§ **Tugas Diberikan A**
Salin bagian teks tentang air terjun Tengku Lese dari "Bebatuan di hadapan" sampai "menawarkan kesan natural.", termasuk kedua batas tersebut.
§ **Tugas Diberikan B**
Dalam teks tentang air terjun Tengku Lese, nama lengkap orang mana saja yang terdiri atas dua kata atau lebih? Sebutkan semuanya.
§ **Tugas Diberikan C**
Teruskan teks tentang air terjun Tengku Lese, dimulai setelah kalimat terakhir yang ditampilkan.

§ **Teks Pilihan**
>>>>>

Setelah berjalan sekitar 500 meter dari jembatan pipa, kami pun pada akhrinya sampai di lokasi.

Air terjun Tengku Lese ini berada di ketinggian 500 hingga 700 meter. Ada yang menarik dari air terjun ini. Air terjun ini sendiri memiliki tiga tingkat. Aliran airnya sangat deras membelah kolam berukuran kecil di bawahnya.

Bebatuan di hadapan air terjun ini memberi kesan eksotik bagi para pengunjungnya.

Tampak air terjun Tengku Lese (Foto: Evan Lahur)
Tampak air terjun Tengku Lese (Foto: Evan Lahur)

Selain itu juga kami disuguhi oleh pemandangan yang sangat menarik yakni tingkah lucu anak-anak yang dari awal perjalanan mengikuti kami menuju air terjun ini. Ada raut kebahagian natural di wajah mereka.

Tak ada rasa malu saat mereka mulai membuka baju dan melompat menuju kolam kecil dekat air terjun sekadar membersihkan badan.

Selain itu juga, dari hadapan air terjun ini pun kami dapat melihat dengan jelas hamparan sawah yang menawarkan kesan natural.

Menurut Karous Josi Pampo, keunikan dari air terjun ini dapat terlihat pada pagi hari.

“Pada pagi hari, ada pelangi yang tercipta dari percikan air terjun. Jika diabadikan dalam video, pelangi tersebut tak terlihat”, jelas Karolus.

Dalam perbincangan singkat bersama Kepala Dusun Pasa, Yuliana Danul, ia menjelaskan, air terjun Tengku Lese ini sangat membantu warga Pasa, karena air dari lokasi ini kemudian mengalir ke lahan sawah mereka.

<<<<<

§ **Daftar Ditampilkan**
>>>>>

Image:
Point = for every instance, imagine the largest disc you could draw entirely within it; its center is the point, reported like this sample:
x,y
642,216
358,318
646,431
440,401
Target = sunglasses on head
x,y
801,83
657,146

<<<<<
>>>>>

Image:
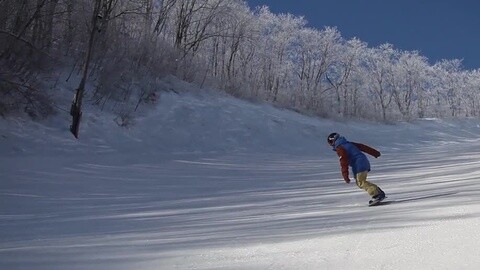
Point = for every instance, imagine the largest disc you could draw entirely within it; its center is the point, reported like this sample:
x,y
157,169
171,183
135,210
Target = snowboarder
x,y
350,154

<<<<<
>>>>>

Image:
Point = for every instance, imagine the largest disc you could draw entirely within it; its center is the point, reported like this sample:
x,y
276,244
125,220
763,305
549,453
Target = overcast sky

<<<<<

§ **Jawaban Tertulis A**
Bebatuan di hadapan air terjun ini memberi kesan eksotik bagi para pengunjungnya.

Tampak air terjun Tengku Lese (Foto: Evan Lahur)
Tampak air terjun Tengku Lese (Foto: Evan Lahur)

Selain itu juga kami disuguhi oleh pemandangan yang sangat menarik yakni tingkah lucu anak-anak yang dari awal perjalanan mengikuti kami menuju air terjun ini. Ada raut kebahagian natural di wajah mereka.

Tak ada rasa malu saat mereka mulai membuka baju dan melompat menuju kolam kecil dekat air terjun sekadar membersihkan badan.

Selain itu juga, dari hadapan air terjun ini pun kami dapat melihat dengan jelas hamparan sawah yang menawarkan kesan natural.

§ **Jawaban Tertulis B**
Evan Lahur
Karous Josi Pampo
Yuliana Danul

§ **Jawaban Tertulis C**
“Kami setiap tahunnya dapat memanen padi sebanyak tiga kali, pada bulan Januari, April dan Agustus. Selain padi, beberapa tanaman sayur tumbuh subur,” kata Yuliana.

Yuliana menambahkan pula, air terjun Tengku Lese ini sering dikunjungi oleh para turis dari berbagai negara.

Rombongan KESA saat sedang berbincang-bincang bersasa ibu dusun ditemani kopi khas Manggarai (Foto: Evan Lahur)
Rombongan KESA saat sedang berbincang-bincang bersasa ibu dusun ditemani kopi khas Manggarai (Foto: Evan Lahur) 

“Mulai tahun lalu kami melakukan pembukuan untuk pengunjung dari luar. Ada beberapa turis mancanegara yang datang misalnya Inggris, Jerman, Spanyol, Belanda dan Prancis, USA dan Belgia. Umumnya mereka datang dihantar oleh agen travel yang telah mengetahui obyek wisata ini,” terang Yuliana.

“Harga tiket masuk sangat terjangkau. Bagi wisatawan asing Rp. 20.000, wisatawan lokal Rp. 5.000, dan bagi mahasiswa Rp. 2.000,”.

Sebelum rombongan KESA pulang, ia menitipkan pesan kepada kami.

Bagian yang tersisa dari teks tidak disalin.